Data entries:

-- Opening Marker --

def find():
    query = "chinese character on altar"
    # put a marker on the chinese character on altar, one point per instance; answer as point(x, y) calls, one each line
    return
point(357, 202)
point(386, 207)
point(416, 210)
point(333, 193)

-- Closing Marker --

INSTRUCTIONS TO FOLLOW:
Filter by the word "altar": copy every line of the data that holds it.

PROBLEM SOLUTION:
    query = "chinese character on altar"
    # put a marker on the chinese character on altar, one point per instance; answer as point(x, y) calls, one each line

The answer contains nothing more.